DOCUMENT TEXT:
Hospitals are finding themselves short of a wide range of medications more frequently and for longer. Delaying treatment is becoming less of a rarity at US hospitals today. Emergency doctors fear that soon lives will be lost when they cannot get their hands on some crucial drugs.

There are times when the supply and demand of certain drugs go in wrong directions and there is a shortage, and sometimes total unavailability. What concerns a growing number of health care professionals is that the problem is growing rapidly. 211 drugs were listed as in short supply in 2010, three times more than in 2006.

The University of Utah’s Drug Information Service informs that during the first quarter of this year there have been 89 drug shortages. Just on the 25th and 26th of May, 2011, the American Society of Health-System Pharmacists reported new shortages of the following medications – Ciprofloxacin Immediate-Release tablets, Magnesium sulfate injection, Paclitaxel injection, Aminocrapoix acid injection, Prochlorperazine edisylate injection, Triamterene and Hydrochlorothiazide capsules and tablets, and Vasopressin injection.

Hospital pharmacists and medical personnel inform that some shortages can go on for several months. Many of these medications have no ideal substitute. Hospitals in several other countries are reporting similar problems.

In some cases it might be a chemotherapy medication for cancer treatment. Local media in Florida reported a case of a 14-year-old girl with leukemia whose chemotherapy sessions had to be postponed because of a long-lasting nationwide cytarabine shortage.

Pharmacists and drugmakers cite the following reasons for drug shortages:

  • Product recalls
  • Contaminated vials
  • Difficulties in importing certain raw materials
  • Demand fluctuations
  • Production plants being upgraded (and closed while the upgrade is being carried out)

The more expensive the drug, the less likely there is a shortage of it, experts have noticed. Cheaper, older generic products have smaller profit margins and fewer pharmaceutical companies want to be involved in making them.

Shortages include drugs for a wide range of therapeutic areas, including premature babies, septic shock, intravenous feeding, fertility treatment, ADHD, emergency room cardiac arrest, cystic fibrosis, and cancer.

According to the Institute for Safe Medication Practices, two patients died last year because their substitute painkiller dosage was wrong – at the time there was a shortage of morphine. However, nobody is monitoring patient harm at a national level.

RECORDED DATA:
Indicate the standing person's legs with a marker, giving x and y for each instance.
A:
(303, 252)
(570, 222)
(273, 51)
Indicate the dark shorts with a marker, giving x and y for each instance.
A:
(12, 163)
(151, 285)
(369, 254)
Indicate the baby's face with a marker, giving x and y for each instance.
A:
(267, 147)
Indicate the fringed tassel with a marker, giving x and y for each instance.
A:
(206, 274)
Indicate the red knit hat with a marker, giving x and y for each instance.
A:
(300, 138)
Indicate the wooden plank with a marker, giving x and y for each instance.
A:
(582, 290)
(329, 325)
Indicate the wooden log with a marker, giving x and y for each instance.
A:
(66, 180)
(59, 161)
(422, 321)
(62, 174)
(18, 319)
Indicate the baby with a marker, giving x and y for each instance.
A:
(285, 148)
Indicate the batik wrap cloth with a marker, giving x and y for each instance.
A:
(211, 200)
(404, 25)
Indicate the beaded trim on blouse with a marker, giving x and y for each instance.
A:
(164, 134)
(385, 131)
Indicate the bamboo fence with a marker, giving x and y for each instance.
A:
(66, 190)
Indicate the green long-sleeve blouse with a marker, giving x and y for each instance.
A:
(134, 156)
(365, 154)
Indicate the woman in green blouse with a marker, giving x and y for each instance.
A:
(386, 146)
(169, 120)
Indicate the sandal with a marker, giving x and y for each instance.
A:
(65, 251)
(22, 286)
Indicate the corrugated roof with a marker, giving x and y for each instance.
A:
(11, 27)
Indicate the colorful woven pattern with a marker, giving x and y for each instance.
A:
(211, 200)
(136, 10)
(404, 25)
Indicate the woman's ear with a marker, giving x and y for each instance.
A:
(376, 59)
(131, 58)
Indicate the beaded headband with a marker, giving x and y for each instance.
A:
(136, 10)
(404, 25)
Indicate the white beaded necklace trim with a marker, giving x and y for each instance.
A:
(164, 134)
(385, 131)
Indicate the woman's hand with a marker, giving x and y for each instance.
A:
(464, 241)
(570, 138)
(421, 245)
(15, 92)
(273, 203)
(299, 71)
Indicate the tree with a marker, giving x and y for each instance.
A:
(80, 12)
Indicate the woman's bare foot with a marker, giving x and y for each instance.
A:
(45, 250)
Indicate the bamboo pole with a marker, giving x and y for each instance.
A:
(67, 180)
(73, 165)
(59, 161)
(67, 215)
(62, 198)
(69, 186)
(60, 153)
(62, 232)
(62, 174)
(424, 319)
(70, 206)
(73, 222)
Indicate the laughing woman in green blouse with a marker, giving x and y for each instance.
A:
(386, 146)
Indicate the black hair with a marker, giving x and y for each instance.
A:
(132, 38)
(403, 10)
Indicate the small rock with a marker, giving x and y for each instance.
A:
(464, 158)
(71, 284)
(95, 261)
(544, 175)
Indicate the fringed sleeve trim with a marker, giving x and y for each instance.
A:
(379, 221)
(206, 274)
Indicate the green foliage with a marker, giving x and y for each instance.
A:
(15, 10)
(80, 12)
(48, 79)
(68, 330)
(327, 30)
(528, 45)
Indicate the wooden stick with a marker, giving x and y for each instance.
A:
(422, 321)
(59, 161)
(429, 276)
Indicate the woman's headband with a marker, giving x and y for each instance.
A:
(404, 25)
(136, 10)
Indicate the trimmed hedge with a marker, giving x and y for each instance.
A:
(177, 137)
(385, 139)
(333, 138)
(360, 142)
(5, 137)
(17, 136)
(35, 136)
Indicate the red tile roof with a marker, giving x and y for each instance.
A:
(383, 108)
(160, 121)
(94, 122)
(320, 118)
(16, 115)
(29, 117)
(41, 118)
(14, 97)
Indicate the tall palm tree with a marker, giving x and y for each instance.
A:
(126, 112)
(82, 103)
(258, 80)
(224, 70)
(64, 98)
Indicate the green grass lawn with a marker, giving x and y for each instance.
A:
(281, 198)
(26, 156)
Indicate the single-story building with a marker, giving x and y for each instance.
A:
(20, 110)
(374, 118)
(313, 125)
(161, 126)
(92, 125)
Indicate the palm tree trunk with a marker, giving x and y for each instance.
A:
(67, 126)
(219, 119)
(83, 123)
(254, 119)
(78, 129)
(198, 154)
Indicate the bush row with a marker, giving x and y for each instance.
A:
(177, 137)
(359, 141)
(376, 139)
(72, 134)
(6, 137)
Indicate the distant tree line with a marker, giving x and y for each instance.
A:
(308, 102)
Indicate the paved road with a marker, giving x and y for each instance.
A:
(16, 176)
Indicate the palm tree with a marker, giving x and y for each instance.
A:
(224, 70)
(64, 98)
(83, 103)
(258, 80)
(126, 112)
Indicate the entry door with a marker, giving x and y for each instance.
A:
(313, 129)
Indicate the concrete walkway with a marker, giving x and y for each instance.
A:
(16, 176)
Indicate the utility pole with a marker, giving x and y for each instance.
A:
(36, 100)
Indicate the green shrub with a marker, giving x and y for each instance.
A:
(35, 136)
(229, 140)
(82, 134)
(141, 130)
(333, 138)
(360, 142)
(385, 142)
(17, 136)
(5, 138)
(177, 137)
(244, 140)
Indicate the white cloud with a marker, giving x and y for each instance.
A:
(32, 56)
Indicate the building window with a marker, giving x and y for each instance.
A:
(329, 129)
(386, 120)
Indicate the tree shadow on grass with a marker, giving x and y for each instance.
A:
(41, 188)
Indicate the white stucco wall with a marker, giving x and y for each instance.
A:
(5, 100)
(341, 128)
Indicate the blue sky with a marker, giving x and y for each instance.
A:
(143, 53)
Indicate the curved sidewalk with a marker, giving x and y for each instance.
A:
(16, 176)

REQUIREMENT 1: According to the article on hospital drug shortages, how many drugs were listed as in short supply in 2010?
REQUIREMENT 2: Continue the article on hospital drug shortages, picking up after its last sentence.
The records were taken from a separate source.

EXPECTED OUTPUT 1: 211 drugs.

EXPECTED OUTPUT 2:
Approximately 40% of thyroid cancer patients will not have access to a drug – Thyrogen – until July or August this year. Thyrogen helps patients who have had their thyroid gland surgically removed avoid the considerable side effects of hormone withdrawal. For those who need this medication, there is no comparable available alternative drug. The European Journal of Endocrinology reports that patients on Thyrogen had 8.1 fewer absent days from work compared to those on withdrawal. Most endocrinologists prescribe Thyrogen before treatment.

Worldwide supplies of Thyrogen will be unreliable until about July, says the Genzyme Corporation, makers of the drug.

Recent shortages of ADHD (attention deficit hyperactive disorder) drugs have sent patients or their parents going from pharmacy-to-pharmacy desperately seeking medications such as Adderall and its generic equivalents. According to IMS Health, the shortage affected a combined 24.2 million prescriptions’ worth of drugs in 2010.

Franciscan St. Elizabeth Health Clinical Manager, pharmacist Carol Miller said in a recent interview:

“As a pharmacist working for 20-some years, I’ve seen shortages, but nothing with the numbers of drugs out there that are short at this time.”

Miller believes the recent global economic crisis has affected drug supplies. When the economy is tight pharmaceutical companies tend to drop production of the least money making drugs. If there are generic products available, some drug companies simply stop making their brand products.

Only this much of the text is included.